* BEGIN GIVEN PASSAGE *
Tax filing season kicked off as scheduled on January 28. But tax returns for 2018 may require extra time to file and process due to confusion over the sweeping tax law changes under the Tax Cuts and Jobs Act (TCJA). Most the TCJA provisions that affect individuals are effective for 2018 through 2025, unless Congress extends them.
In addition, people who prepare their own returns may experience further delays and possibily incur unexpected tax liabilities (including penalties and interest) if they make one of the six common do-it-yourself tax filing errors listed below. These are some of the ways an experienced tax preparer can help at filing time and ensure you claim all the tax breaks to which you are entitled.
1. Inserting Incorrect Names and SSNs
It’s surprising how often taxpayers misspell their own names and transcribe incorrect Social Security numbers (SSNs). Getting a digit wrong on your SSN throws your entire return into jeopardy. You also can’t use a nickname or shorthand version of your name, such as Nick for Nicholas or Liz for Elizabeth.
* END GIVEN PASSAGE *
◆ SHORT PROBLEM A ◆
Answer these questions from the tax filing passage:
(i) On what date did tax filing season begin?
(ii) Through what year are most TCJA provisions affecting individuals effective unless Congress extends them?
(iii) What two examples of nicknames that can't be used on a return does the passage give?
◆ SHORT PROBLEM B ◆
Transcribe the tax filing passage word for word, starting with "In addition, people" and going on through "Liz for Elizabeth.".
* BEGIN ENTRIES *
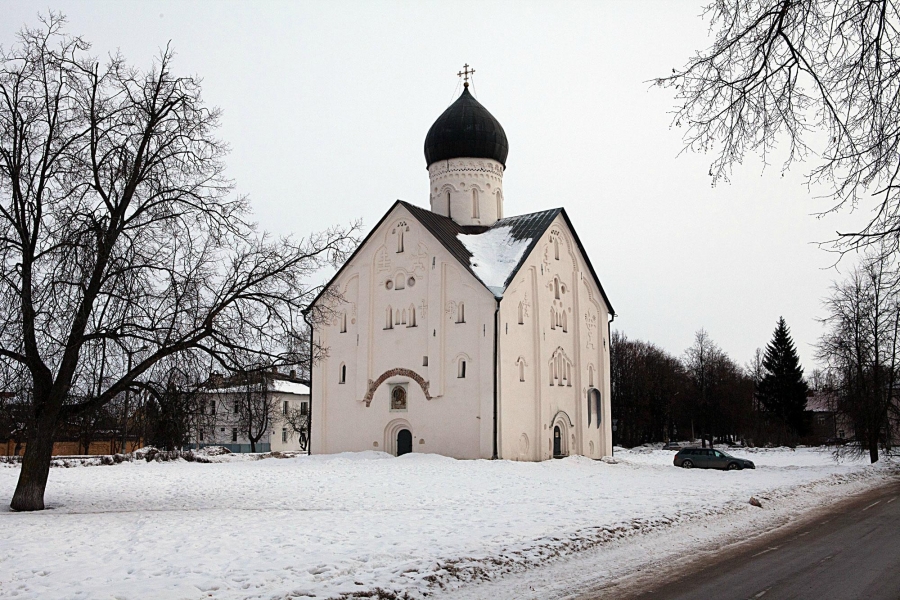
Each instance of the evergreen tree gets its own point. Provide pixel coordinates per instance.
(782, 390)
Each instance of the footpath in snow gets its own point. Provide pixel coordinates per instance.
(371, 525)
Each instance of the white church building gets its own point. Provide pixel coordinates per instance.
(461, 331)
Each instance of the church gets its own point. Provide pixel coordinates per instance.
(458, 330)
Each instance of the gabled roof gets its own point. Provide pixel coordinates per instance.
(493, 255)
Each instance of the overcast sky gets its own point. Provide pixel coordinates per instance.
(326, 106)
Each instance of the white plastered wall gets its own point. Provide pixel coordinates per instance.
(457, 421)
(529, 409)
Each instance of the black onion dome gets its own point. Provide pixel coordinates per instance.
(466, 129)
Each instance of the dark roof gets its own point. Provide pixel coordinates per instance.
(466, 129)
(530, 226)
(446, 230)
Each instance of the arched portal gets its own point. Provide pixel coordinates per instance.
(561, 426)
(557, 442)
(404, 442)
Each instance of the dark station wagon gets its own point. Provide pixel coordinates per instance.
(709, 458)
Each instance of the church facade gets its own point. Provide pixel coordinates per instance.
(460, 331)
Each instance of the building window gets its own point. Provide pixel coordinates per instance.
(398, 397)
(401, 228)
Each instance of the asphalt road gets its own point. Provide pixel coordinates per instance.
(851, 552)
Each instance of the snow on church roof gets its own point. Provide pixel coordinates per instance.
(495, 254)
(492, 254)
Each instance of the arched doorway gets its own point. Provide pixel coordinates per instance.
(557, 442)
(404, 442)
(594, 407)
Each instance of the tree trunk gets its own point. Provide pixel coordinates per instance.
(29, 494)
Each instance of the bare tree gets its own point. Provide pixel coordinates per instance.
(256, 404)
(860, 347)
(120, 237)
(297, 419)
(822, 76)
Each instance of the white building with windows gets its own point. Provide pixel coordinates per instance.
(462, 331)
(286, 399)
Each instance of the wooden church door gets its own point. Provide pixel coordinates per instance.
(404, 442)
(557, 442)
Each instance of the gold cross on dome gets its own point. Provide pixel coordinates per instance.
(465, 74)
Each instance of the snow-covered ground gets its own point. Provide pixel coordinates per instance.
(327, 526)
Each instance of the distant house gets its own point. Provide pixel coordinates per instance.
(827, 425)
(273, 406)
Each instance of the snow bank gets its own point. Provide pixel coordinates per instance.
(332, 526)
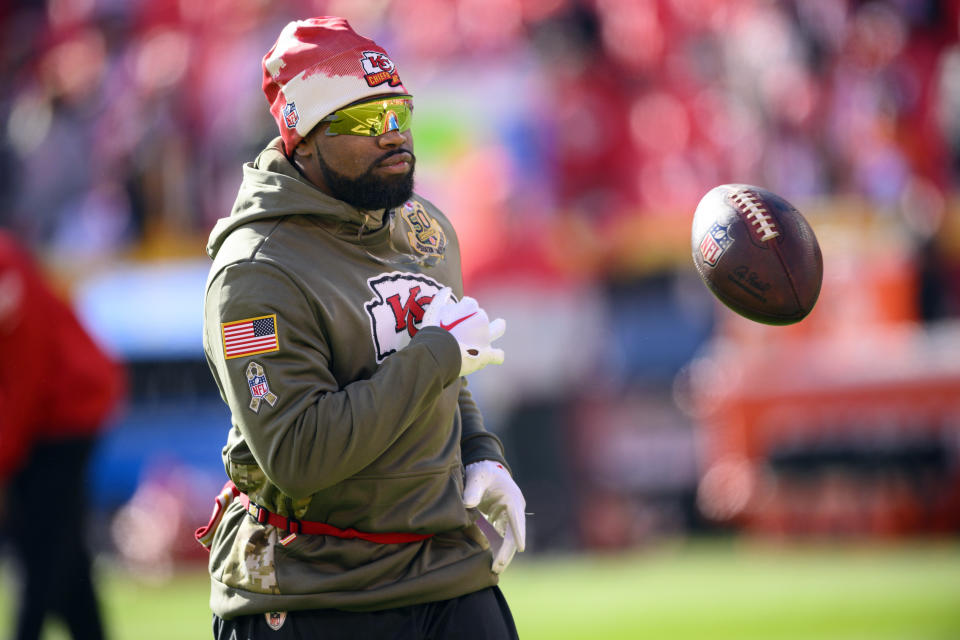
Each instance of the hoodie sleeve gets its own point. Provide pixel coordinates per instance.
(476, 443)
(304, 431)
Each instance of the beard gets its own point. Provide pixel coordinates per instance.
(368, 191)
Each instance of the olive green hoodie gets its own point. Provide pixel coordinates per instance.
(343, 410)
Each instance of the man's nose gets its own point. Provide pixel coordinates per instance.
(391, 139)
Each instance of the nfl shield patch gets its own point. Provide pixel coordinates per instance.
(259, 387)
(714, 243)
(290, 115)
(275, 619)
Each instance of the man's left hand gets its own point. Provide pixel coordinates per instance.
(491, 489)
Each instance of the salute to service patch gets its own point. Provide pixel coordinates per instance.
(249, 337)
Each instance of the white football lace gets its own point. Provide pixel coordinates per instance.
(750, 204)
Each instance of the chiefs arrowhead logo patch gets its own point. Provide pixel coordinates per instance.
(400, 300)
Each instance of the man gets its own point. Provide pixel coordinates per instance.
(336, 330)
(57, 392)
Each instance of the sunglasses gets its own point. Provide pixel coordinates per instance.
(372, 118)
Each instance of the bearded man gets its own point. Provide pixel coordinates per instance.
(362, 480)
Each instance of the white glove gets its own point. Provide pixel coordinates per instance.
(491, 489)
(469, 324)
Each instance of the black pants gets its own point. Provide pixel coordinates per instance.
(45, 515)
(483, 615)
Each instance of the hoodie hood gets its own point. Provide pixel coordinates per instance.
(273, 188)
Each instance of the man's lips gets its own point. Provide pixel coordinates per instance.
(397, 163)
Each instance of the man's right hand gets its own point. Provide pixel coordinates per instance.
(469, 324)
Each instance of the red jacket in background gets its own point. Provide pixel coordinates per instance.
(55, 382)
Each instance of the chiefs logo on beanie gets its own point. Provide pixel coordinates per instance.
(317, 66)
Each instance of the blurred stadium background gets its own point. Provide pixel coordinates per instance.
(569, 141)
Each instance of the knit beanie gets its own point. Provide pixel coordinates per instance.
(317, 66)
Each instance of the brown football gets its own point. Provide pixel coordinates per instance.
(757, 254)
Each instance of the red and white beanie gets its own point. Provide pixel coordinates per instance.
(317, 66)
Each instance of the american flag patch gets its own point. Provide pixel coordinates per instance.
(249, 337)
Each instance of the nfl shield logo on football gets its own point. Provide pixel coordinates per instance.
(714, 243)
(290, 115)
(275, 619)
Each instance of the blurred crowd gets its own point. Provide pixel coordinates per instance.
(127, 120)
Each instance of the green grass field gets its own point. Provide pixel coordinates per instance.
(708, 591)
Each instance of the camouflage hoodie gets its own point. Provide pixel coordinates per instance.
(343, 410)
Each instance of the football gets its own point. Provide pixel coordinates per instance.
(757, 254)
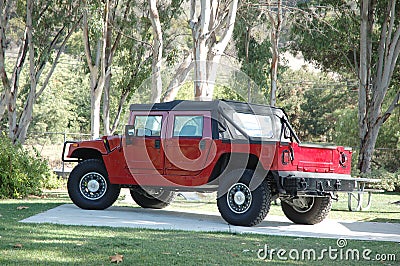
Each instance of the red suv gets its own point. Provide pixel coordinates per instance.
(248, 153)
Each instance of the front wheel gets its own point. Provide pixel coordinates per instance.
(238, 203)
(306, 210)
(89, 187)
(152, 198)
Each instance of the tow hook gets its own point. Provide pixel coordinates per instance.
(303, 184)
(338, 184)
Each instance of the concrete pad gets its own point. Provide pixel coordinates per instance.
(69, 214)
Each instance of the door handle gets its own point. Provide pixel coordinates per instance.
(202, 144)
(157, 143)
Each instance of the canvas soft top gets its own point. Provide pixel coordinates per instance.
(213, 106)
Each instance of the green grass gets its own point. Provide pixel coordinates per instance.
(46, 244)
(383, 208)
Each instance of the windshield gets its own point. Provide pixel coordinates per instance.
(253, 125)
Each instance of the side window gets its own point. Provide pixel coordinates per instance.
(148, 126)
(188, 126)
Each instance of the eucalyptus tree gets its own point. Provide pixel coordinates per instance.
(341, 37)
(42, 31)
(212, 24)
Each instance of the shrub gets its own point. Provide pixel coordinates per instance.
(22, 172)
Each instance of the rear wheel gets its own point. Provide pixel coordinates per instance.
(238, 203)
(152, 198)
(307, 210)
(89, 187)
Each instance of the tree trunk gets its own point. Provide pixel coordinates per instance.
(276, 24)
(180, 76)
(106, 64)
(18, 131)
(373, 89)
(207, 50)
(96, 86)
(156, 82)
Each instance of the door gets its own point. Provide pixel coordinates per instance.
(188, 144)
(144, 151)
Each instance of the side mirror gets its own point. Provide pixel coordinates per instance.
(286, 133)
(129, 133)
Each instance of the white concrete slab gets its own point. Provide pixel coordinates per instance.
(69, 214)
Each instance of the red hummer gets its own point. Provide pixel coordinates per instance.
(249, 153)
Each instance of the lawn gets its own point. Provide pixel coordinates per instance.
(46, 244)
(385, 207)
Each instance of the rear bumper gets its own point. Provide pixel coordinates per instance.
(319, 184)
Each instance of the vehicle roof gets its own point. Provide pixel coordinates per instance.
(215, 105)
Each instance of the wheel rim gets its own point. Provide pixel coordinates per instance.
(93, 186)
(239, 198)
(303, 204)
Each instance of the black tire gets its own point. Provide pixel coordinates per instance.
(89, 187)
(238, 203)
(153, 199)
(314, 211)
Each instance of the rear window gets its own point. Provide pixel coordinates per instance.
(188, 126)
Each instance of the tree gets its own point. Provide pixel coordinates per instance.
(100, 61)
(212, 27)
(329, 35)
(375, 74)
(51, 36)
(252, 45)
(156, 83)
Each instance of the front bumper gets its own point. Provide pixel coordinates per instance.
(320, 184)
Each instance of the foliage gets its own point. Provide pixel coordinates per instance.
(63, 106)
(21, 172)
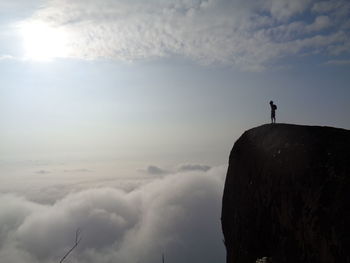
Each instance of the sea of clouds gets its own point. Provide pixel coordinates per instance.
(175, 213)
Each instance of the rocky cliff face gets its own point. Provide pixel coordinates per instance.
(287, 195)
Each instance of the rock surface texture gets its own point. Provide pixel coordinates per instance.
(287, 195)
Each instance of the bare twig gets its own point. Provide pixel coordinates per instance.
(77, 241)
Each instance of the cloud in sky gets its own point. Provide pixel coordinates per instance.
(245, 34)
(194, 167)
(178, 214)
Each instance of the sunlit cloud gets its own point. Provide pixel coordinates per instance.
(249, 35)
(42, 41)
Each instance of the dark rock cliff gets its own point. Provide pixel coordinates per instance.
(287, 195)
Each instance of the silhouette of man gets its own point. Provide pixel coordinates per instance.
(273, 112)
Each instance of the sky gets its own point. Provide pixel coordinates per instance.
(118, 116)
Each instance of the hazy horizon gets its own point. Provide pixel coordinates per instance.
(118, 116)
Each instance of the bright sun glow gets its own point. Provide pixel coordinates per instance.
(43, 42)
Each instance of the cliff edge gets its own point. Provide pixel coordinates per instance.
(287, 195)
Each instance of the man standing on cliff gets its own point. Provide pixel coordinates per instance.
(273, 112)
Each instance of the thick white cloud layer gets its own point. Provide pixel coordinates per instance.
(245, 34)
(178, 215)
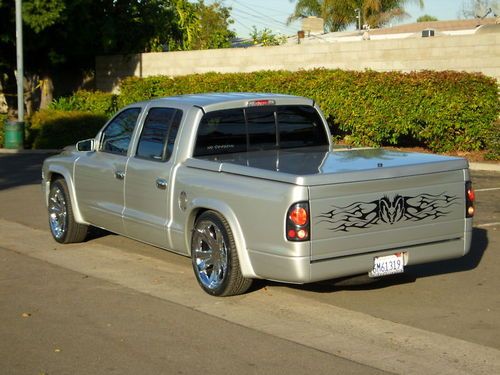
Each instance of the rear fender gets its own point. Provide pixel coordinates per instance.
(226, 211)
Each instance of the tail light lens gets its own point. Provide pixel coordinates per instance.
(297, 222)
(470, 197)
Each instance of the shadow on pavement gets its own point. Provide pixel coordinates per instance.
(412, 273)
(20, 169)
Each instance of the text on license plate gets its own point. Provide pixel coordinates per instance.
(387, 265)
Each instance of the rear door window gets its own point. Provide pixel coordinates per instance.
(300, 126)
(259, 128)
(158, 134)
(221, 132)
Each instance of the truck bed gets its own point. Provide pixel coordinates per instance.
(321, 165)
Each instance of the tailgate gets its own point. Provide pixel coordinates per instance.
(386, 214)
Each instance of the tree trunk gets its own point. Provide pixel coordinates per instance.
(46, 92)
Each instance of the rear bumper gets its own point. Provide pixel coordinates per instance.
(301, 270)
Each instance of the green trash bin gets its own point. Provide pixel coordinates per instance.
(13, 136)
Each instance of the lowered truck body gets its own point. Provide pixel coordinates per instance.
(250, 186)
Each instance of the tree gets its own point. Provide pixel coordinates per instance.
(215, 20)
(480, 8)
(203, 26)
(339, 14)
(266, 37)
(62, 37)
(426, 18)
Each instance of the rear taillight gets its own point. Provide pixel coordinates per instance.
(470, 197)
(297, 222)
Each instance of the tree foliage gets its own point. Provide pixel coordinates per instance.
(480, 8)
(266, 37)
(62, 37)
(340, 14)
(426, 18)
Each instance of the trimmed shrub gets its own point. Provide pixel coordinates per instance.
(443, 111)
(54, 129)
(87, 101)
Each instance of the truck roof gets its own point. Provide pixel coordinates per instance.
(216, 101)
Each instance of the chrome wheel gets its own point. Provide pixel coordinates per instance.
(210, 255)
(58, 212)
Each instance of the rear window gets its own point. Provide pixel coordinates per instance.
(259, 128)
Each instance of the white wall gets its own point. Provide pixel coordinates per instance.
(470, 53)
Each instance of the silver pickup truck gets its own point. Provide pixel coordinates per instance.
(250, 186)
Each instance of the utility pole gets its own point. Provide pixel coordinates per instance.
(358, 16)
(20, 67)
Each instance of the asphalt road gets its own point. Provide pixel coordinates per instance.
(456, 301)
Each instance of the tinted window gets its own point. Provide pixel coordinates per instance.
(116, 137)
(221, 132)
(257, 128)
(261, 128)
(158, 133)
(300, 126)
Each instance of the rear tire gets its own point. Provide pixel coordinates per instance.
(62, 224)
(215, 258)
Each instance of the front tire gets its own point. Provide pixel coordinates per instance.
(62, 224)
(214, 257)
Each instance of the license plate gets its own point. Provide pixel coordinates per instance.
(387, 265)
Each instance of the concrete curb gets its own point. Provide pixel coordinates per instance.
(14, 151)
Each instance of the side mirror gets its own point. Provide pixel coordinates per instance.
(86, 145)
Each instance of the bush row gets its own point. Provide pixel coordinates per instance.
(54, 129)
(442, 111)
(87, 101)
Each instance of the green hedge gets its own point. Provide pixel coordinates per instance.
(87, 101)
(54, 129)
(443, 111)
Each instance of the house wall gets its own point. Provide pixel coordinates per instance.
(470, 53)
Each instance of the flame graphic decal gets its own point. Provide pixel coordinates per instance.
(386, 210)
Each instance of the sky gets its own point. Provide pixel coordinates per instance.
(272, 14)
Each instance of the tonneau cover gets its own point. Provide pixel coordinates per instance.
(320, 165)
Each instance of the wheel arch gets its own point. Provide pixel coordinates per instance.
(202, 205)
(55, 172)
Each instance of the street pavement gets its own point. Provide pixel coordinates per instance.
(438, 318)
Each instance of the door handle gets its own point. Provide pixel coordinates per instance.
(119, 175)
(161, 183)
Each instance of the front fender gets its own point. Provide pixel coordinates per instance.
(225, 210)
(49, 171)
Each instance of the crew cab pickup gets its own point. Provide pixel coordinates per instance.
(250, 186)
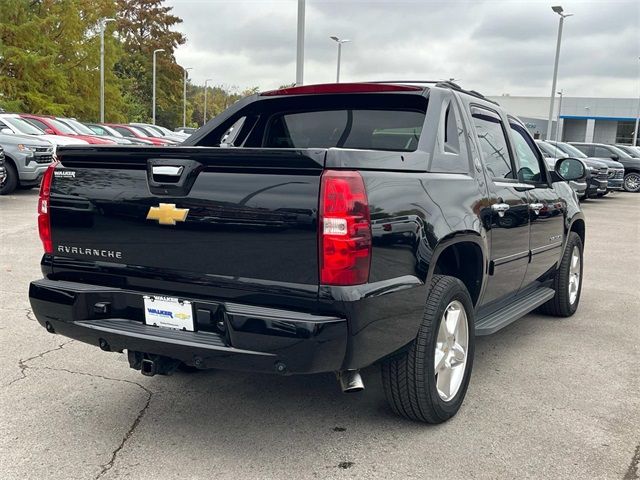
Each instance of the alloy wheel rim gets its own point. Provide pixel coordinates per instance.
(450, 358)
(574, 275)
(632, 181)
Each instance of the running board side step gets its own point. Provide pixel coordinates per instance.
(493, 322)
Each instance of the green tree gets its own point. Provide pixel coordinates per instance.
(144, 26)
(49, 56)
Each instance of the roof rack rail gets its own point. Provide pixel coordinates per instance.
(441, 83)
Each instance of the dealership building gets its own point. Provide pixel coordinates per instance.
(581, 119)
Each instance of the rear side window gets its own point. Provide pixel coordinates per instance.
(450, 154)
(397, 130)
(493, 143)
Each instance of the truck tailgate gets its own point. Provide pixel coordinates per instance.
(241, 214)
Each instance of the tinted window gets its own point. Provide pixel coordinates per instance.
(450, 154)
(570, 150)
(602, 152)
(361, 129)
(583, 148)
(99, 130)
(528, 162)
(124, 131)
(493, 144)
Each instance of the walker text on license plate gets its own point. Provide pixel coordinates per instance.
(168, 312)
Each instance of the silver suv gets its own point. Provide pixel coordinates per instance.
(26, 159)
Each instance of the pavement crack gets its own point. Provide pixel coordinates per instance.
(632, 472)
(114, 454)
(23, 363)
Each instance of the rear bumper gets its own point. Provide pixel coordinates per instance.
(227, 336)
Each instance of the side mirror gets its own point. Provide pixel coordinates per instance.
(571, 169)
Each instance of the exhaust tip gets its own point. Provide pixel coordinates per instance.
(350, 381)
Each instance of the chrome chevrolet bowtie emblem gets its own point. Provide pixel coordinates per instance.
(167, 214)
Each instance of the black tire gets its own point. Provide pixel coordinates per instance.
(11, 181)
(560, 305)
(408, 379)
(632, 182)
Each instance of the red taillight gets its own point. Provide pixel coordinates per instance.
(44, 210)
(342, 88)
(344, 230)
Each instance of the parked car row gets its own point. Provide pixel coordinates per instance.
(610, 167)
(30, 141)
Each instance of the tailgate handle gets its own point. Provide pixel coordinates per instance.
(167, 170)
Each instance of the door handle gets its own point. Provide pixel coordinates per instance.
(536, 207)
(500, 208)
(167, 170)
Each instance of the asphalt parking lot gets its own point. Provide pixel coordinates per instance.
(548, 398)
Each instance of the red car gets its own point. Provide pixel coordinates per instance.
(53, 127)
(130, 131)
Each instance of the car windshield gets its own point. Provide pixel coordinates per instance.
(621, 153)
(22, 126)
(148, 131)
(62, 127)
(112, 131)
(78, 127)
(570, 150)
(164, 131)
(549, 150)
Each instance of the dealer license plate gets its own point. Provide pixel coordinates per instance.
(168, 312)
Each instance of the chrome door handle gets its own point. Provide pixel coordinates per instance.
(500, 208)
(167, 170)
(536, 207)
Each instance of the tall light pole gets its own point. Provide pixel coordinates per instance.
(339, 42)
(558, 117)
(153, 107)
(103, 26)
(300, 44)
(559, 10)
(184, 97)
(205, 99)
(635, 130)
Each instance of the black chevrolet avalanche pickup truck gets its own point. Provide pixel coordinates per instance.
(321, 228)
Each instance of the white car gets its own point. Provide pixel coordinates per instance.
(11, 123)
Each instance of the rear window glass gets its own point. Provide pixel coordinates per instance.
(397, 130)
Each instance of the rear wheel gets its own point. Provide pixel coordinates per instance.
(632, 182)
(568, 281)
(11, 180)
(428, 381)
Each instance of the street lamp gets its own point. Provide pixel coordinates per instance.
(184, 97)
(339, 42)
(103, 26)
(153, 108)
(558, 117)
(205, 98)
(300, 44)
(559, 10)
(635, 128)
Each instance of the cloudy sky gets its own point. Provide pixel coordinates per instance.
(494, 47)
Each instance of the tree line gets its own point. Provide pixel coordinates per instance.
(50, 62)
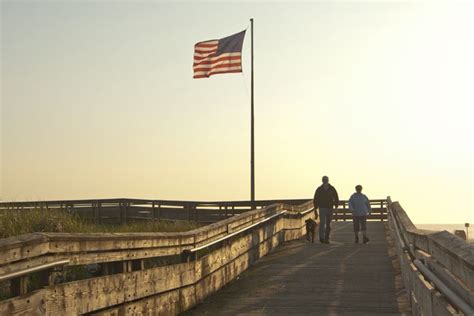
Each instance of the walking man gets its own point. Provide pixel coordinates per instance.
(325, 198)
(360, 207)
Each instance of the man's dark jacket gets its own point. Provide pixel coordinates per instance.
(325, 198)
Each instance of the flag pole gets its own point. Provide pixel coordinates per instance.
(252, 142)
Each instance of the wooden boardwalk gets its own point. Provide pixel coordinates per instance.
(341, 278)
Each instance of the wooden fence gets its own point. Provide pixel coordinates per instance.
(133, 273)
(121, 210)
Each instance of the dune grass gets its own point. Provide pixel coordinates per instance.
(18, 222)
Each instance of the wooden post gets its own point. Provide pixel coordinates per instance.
* END ENTRIES *
◆ FULL OUTPUT A ◆
(i) January 28
(ii) 2025
(iii) Nick for Nicholas and Liz for Elizabeth

◆ FULL OUTPUT B ◆
In addition, people who prepare their own returns may experience further delays and possibily incur unexpected tax liabilities (including penalties and interest) if they make one of the six common do-it-yourself tax filing errors listed below. These are some of the ways an experienced tax preparer can help at filing time and ensure you claim all the tax breaks to which you are entitled.
1. Inserting Incorrect Names and SSNs
It’s surprising how often taxpayers misspell their own names and transcribe incorrect Social Security numbers (SSNs). Getting a digit wrong on your SSN throws your entire return into jeopardy. You also can’t use a nickname or shorthand version of your name, such as Nick for Nicholas or Liz for Elizabeth.